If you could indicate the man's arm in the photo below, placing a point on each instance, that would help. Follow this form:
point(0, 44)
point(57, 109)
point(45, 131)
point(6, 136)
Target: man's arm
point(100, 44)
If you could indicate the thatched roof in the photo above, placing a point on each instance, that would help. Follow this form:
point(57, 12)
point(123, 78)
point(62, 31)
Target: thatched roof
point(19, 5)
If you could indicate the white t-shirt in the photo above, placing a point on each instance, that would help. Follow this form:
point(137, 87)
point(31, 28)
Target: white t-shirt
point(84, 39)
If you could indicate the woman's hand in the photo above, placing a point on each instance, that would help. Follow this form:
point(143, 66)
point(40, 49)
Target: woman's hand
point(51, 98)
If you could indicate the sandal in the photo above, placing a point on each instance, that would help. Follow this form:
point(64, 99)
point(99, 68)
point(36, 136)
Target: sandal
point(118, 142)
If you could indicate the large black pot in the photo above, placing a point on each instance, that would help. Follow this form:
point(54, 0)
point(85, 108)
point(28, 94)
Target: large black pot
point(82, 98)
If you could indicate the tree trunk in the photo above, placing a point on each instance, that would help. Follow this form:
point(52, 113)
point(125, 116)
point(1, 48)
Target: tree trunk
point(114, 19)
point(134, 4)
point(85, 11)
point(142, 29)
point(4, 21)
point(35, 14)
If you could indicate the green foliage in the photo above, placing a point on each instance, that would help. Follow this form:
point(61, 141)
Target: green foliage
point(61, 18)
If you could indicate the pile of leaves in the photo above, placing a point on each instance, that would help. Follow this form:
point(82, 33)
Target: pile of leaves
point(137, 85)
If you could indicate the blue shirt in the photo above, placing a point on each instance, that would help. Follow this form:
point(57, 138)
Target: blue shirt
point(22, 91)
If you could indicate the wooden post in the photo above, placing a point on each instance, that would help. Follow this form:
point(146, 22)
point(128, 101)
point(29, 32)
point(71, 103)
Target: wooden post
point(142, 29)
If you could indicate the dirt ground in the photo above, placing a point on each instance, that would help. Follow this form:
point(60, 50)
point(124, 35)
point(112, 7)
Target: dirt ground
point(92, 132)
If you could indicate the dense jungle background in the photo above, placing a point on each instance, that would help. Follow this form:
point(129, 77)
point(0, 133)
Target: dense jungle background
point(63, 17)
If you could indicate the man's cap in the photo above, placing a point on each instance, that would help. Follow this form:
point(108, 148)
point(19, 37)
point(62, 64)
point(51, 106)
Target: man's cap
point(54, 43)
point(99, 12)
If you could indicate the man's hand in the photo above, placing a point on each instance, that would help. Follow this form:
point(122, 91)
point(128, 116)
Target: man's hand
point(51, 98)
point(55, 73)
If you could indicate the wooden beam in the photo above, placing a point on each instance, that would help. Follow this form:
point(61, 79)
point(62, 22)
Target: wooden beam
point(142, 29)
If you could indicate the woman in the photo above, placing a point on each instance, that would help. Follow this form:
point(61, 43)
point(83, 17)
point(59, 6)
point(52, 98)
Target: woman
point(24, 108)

━━━━

■ **Exercise brief**:
The lines from the one containing "Target: man's hand" through the last line of the records are to be transcribed exactly, with nothing else added.

■ **Exercise response**:
Target: man's hand
point(51, 98)
point(55, 73)
If you could indicate the wooden beam in the photo above, placing a point on each instance, that would help. Follow this form:
point(61, 79)
point(62, 22)
Target: wooden beam
point(142, 29)
If you could indicate the woman in the photo above, placing a point on each instance, that would help. Follow this form:
point(61, 43)
point(83, 17)
point(59, 6)
point(52, 98)
Target: woman
point(24, 108)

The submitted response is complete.